──────── Provided entries ────────

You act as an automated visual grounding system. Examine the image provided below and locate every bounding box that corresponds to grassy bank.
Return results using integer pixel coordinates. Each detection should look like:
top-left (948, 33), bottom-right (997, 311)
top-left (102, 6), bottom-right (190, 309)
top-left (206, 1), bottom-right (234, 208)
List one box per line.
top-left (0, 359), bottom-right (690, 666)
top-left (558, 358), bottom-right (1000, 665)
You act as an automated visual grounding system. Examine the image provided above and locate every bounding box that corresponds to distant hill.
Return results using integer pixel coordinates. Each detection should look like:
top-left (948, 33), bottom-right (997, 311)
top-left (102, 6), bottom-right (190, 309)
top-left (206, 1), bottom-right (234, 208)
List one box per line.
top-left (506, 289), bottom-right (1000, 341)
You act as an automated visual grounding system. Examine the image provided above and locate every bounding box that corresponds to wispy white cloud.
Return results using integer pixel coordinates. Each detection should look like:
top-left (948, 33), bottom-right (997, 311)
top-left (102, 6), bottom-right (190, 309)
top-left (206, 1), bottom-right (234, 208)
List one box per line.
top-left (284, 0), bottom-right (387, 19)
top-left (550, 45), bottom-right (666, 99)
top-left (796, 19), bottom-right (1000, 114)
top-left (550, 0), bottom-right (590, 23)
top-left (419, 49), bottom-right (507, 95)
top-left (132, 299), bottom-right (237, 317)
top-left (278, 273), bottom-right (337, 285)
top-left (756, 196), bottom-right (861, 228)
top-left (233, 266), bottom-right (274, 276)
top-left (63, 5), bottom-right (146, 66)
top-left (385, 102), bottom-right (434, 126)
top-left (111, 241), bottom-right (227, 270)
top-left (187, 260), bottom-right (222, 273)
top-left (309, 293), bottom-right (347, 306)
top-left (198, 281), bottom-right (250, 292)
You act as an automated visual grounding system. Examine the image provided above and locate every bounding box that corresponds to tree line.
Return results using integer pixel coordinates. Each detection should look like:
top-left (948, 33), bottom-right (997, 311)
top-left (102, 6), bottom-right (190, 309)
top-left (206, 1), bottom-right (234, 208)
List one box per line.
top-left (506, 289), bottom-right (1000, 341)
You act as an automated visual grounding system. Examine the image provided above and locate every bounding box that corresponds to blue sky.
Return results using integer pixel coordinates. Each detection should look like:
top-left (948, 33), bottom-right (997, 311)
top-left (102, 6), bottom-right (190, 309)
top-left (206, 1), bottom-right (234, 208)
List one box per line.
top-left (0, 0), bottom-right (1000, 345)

────────

» **Goal**
Reproduce all of the material above verbatim, keeping every line and coordinate in its original order.

» **Written response**
You act as an automated visual grounding system. Examine the image provided below and locate every bounding box that corresponds to grassy bank.
Return results using integer pixel coordinates. Each detection should look like:
top-left (948, 33), bottom-right (997, 311)
top-left (102, 6), bottom-right (190, 309)
top-left (206, 1), bottom-right (234, 208)
List one box per line.
top-left (0, 359), bottom-right (690, 666)
top-left (558, 358), bottom-right (1000, 665)
You act as an automated visual grounding system. Examine the image provided above and locate every bounding box that corresponds to distant hill.
Return results using integer pixel coordinates. Each detection should look like:
top-left (948, 33), bottom-right (997, 311)
top-left (102, 6), bottom-right (190, 309)
top-left (206, 1), bottom-right (234, 208)
List one box per line.
top-left (506, 289), bottom-right (1000, 341)
You act as an automated visual grounding system. Examine the image provided above and locate every bounding box that corresponds to wispy white cloud.
Return results using integer pixel coordinates. Each detection should look like:
top-left (948, 33), bottom-right (997, 311)
top-left (102, 6), bottom-right (190, 309)
top-left (206, 1), bottom-right (234, 208)
List one box per line.
top-left (284, 0), bottom-right (387, 19)
top-left (550, 45), bottom-right (666, 99)
top-left (796, 19), bottom-right (1000, 114)
top-left (550, 0), bottom-right (590, 23)
top-left (419, 49), bottom-right (507, 95)
top-left (132, 299), bottom-right (237, 317)
top-left (278, 273), bottom-right (337, 285)
top-left (756, 196), bottom-right (861, 228)
top-left (233, 266), bottom-right (274, 276)
top-left (63, 5), bottom-right (146, 66)
top-left (385, 102), bottom-right (434, 126)
top-left (111, 241), bottom-right (227, 270)
top-left (187, 260), bottom-right (222, 273)
top-left (309, 293), bottom-right (347, 306)
top-left (198, 281), bottom-right (250, 292)
You act as an automated visual grounding system. Examine the image provided above and locate every bounding box that corresponds to tree line.
Return results using integer pixel coordinates. Each detection should look like:
top-left (948, 33), bottom-right (997, 311)
top-left (102, 6), bottom-right (190, 309)
top-left (206, 1), bottom-right (234, 208)
List one box per line.
top-left (506, 289), bottom-right (1000, 341)
You act as an automated visual grounding system. Examine the image provided above and locate every bounding box that corresponds to blue sky.
Return results using integer pixel coordinates. Each detection should look like:
top-left (948, 33), bottom-right (997, 311)
top-left (102, 6), bottom-right (190, 309)
top-left (206, 1), bottom-right (234, 208)
List one box per line.
top-left (0, 0), bottom-right (1000, 345)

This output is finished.